───── Data supplied

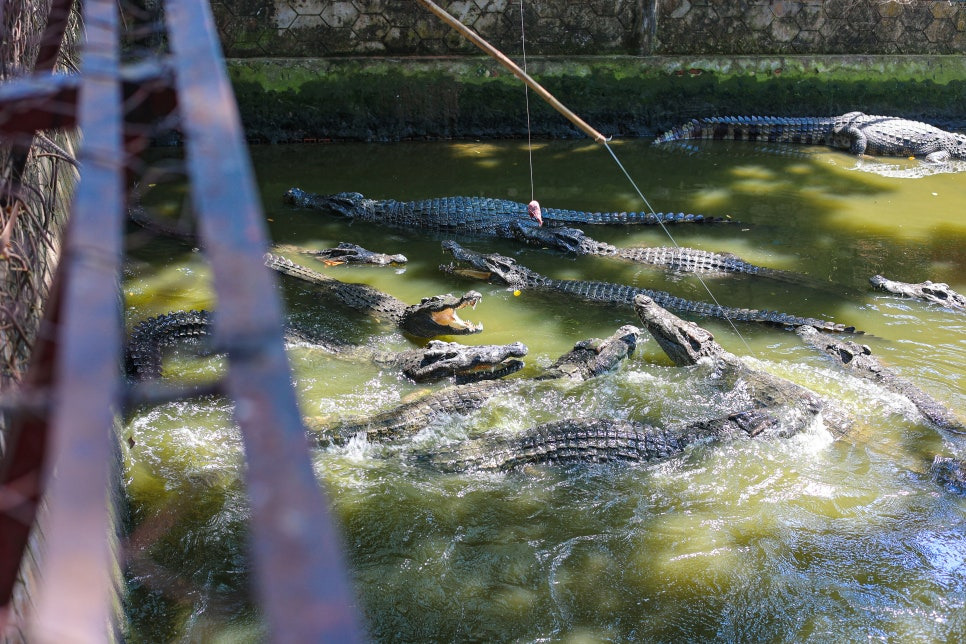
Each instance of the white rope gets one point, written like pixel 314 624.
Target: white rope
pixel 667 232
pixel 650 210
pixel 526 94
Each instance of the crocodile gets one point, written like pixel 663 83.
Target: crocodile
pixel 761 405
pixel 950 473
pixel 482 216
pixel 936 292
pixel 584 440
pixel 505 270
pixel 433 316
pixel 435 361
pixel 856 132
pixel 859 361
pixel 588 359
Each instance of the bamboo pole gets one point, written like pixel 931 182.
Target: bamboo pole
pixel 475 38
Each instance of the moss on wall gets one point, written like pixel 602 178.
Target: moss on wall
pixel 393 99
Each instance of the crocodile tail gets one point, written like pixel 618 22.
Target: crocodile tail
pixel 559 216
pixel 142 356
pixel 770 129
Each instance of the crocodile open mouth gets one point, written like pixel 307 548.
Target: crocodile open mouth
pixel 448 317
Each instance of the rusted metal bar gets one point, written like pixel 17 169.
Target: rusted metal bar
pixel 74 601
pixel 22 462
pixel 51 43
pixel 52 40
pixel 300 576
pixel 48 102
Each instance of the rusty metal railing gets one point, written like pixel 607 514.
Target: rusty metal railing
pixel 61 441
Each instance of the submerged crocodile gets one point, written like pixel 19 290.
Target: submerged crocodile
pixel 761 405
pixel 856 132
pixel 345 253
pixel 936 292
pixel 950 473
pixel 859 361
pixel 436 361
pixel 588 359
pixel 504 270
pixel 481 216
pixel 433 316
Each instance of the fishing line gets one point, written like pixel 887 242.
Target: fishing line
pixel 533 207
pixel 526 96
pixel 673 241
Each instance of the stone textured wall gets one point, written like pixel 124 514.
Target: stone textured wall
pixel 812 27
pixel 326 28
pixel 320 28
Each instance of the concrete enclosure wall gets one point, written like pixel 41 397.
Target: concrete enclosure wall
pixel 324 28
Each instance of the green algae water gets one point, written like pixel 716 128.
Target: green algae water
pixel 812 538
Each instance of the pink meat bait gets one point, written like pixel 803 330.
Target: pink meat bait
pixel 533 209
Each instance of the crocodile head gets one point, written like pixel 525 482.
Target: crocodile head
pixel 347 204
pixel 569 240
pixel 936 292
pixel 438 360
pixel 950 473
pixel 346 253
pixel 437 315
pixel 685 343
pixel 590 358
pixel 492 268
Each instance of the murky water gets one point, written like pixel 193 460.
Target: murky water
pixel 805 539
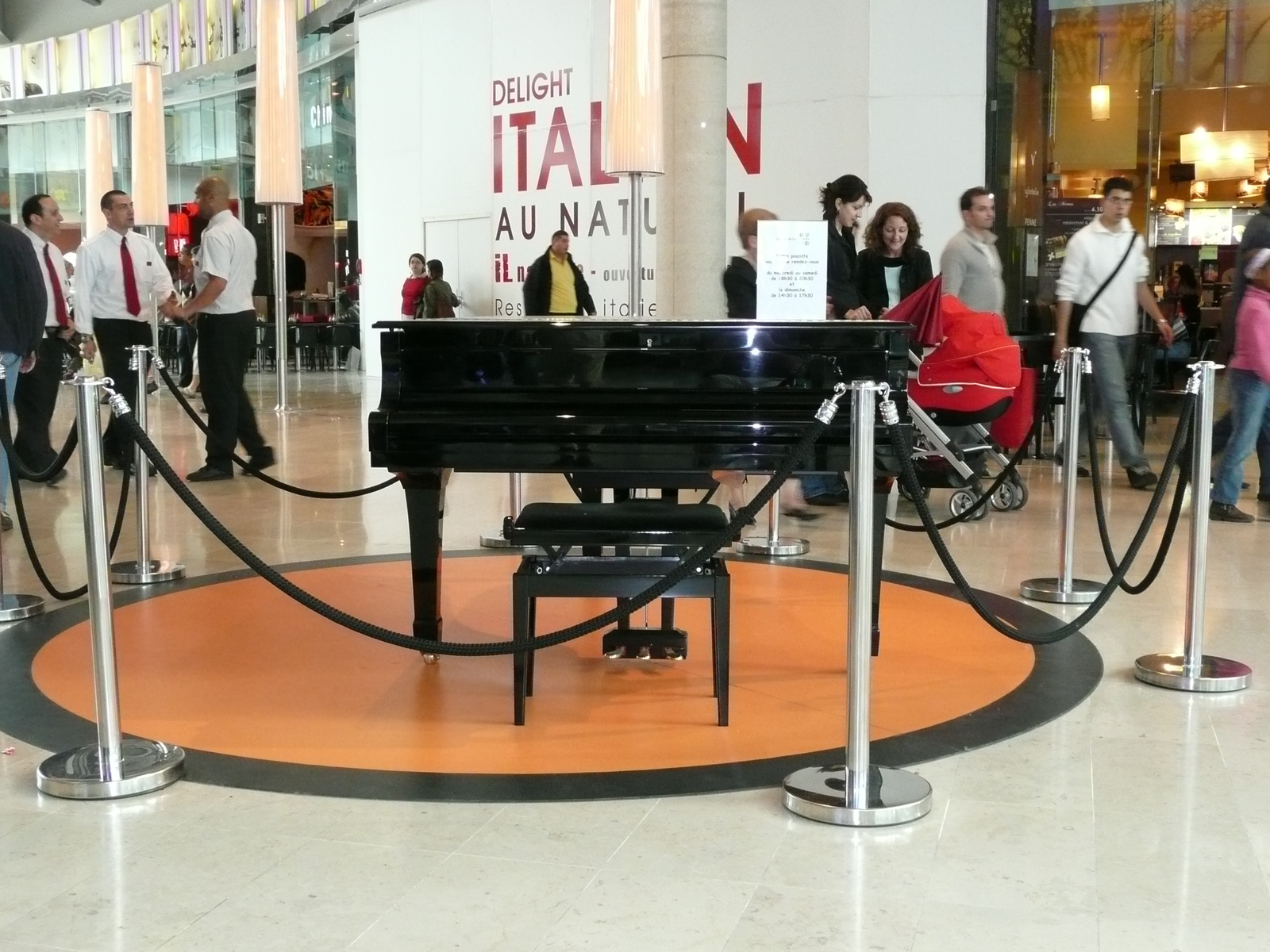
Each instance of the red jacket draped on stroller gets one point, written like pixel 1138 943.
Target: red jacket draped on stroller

──────────

Exercise directions – Report every line containing the word "stroller" from the listing above.

Task response –
Each instance of the red jacket draped on stroller gets one point, written like pixel 1138 943.
Target: red jacket draped on stroller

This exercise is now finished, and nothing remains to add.